Request |
Write out every line of the entries below again, including the requests, but scale each point coordinate in the answers by 2.4 and round to whole numbers, with halves going up. Leave the pictures out of your answer.

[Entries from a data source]
--*--

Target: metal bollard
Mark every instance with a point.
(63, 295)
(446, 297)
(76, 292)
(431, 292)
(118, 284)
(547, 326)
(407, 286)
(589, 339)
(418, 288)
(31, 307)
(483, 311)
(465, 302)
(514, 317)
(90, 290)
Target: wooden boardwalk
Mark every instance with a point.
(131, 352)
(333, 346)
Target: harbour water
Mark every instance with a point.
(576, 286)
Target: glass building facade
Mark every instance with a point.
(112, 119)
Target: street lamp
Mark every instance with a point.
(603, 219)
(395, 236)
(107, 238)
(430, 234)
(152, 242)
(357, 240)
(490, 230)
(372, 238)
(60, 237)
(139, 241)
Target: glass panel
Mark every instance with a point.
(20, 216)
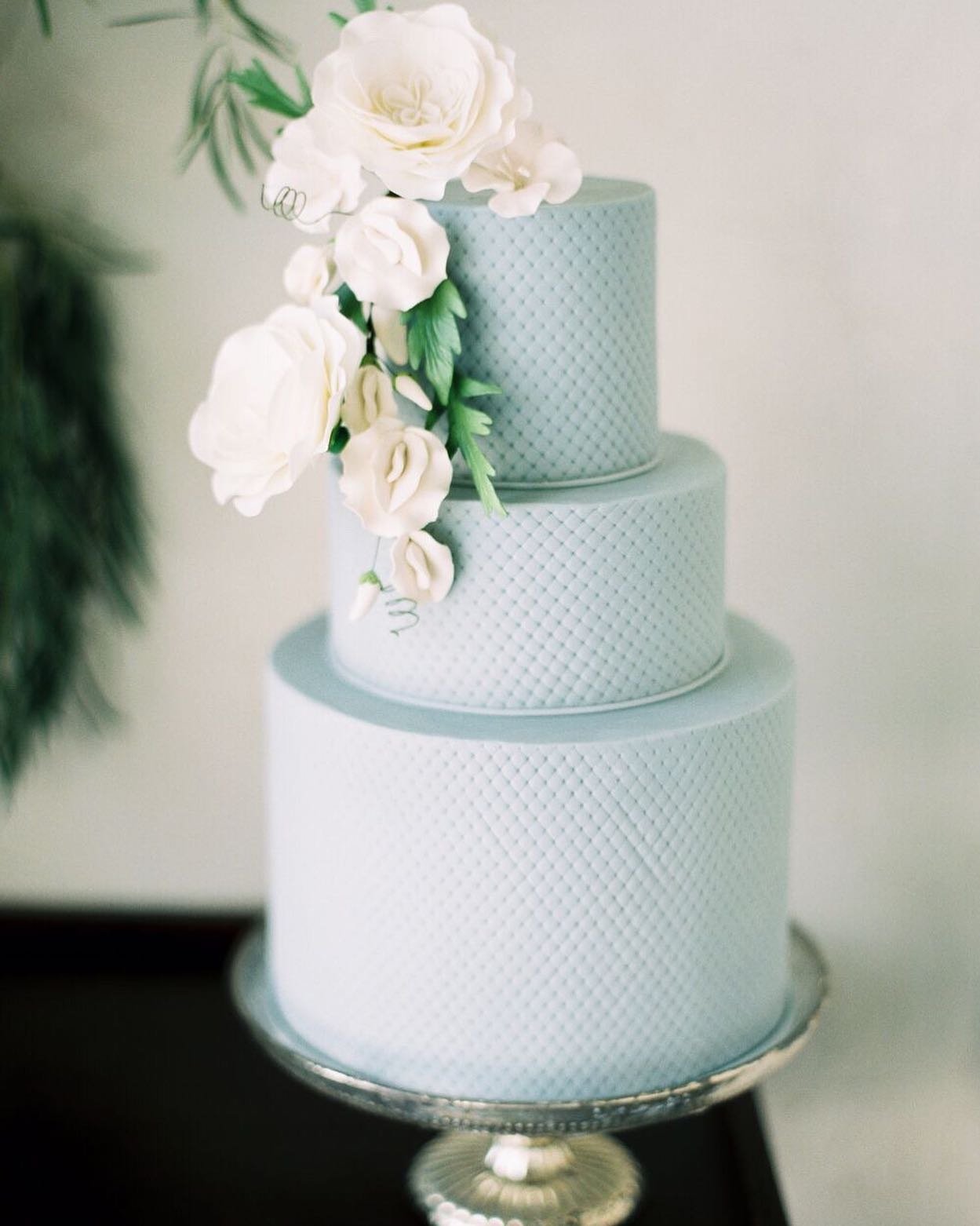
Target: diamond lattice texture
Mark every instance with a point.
(585, 905)
(583, 597)
(561, 316)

--*--

Written solution |
Target: metal bollard
Mark every instance with a point.
(151, 708)
(1070, 713)
(182, 701)
(1034, 701)
(283, 682)
(1313, 782)
(977, 686)
(1414, 814)
(1003, 691)
(74, 737)
(1159, 746)
(1116, 725)
(1234, 761)
(216, 696)
Target: wooden boardwalk
Mark every instance with a point.
(314, 845)
(799, 830)
Target: harbour water
Mark every instance with a point.
(1382, 686)
Target: glass building facade
Mark every instance with a point.
(269, 286)
Target: street lamp
Mark every instance with a point.
(1447, 526)
(948, 566)
(257, 571)
(1032, 562)
(365, 581)
(857, 576)
(1176, 552)
(893, 571)
(144, 569)
(334, 578)
Target: glass panel
Mark every instance with a point.
(48, 518)
Target: diamond lattice texture
Mark every instance with a point.
(1404, 2172)
(1399, 1433)
(1346, 758)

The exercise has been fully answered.